§ SET OF TASKS:
• A. List every film, with its year, that the Robin Wright awards text mentions. Leave out the soap operas.
• B. Return the passage of the Robin Wright awards text from "On film, she" to "a Leading Role.", copied word for word.

----- DOCUMENT SECTION -----

This article is a list of awards and nominations received by Robin Wright.

Robin Wright is an American actress who has received various awards and nominations, including a Golden Globe Award as well as nominations for eight Primetime Emmy Awards, three Daytime Emmy Awards, three Critics' Choice Television Awards, and ten Screen Actors Guild Awards.

Wright started her career in a guest role in the soap opera The Yellow Rose from 1983 to 1984. She gained prominence portraying Kelly Capwell in the NBC Daytime soap opera Santa Barbara from 1984 to 1988. The role earned her three consecutive nominations for the Daytime Emmy Award for Outstanding Younger Actress in a Drama Series. The role also earned her two Soap Opera Digest Awards nominations with a win for Outstanding Heroine: Daytime in 1988. She made her feature film debut as a supporting role in the sex comedy Hollywood Vice Squad (1986).

On film, she gained her breakthrough as Princess Buttercup in the Rob Reiner fantasy romance The Princess Bride (1987), for which she was nominated for the Saturn Award for Best Actress. She gained further stardom playing the troubled love interest Jenny Curran in the Robert Zemeckis directed comedy-drama epic Forrest Gump (1994) for which she was nominated for the Golden Globe Award for Best Supporting Actress – Motion Picture and the Screen Actors Guild Award for Outstanding Actress in a Supporting Role. She took a part in the romance drama She's So Lovely (1997) for which she was nominated for the Screen Actors Guild Award for Outstanding Actress in a Leading Role.

----- SUPPLIED RECORDS -----

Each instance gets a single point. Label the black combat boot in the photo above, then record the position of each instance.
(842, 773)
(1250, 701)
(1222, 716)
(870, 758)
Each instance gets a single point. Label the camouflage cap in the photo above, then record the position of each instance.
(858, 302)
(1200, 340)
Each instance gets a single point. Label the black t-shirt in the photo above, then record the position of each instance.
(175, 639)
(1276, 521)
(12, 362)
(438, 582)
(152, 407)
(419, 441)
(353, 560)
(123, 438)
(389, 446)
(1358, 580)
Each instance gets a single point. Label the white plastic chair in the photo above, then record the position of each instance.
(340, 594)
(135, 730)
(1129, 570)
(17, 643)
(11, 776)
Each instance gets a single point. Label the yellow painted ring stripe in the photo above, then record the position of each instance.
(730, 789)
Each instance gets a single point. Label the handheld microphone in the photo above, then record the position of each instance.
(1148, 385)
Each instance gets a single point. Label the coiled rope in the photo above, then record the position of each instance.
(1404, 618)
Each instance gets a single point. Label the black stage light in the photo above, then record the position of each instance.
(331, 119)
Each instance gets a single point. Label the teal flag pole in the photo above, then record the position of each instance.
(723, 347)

-----

§ COMPLETED EXERCISE:
• A.
- Hollywood Vice Squad (1986)
- The Princess Bride (1987)
- Forrest Gump (1994)
- She's So Lovely (1997)

• B.
On film, she gained her breakthrough as Princess Buttercup in the Rob Reiner fantasy romance The Princess Bride (1987), for which she was nominated for the Saturn Award for Best Actress. She gained further stardom playing the troubled love interest Jenny Curran in the Robert Zemeckis directed comedy-drama epic Forrest Gump (1994) for which she was nominated for the Golden Globe Award for Best Supporting Actress – Motion Picture and the Screen Actors Guild Award for Outstanding Actress in a Supporting Role. She took a part in the romance drama She's So Lovely (1997) for which she was nominated for the Screen Actors Guild Award for Outstanding Actress in a Leading Role.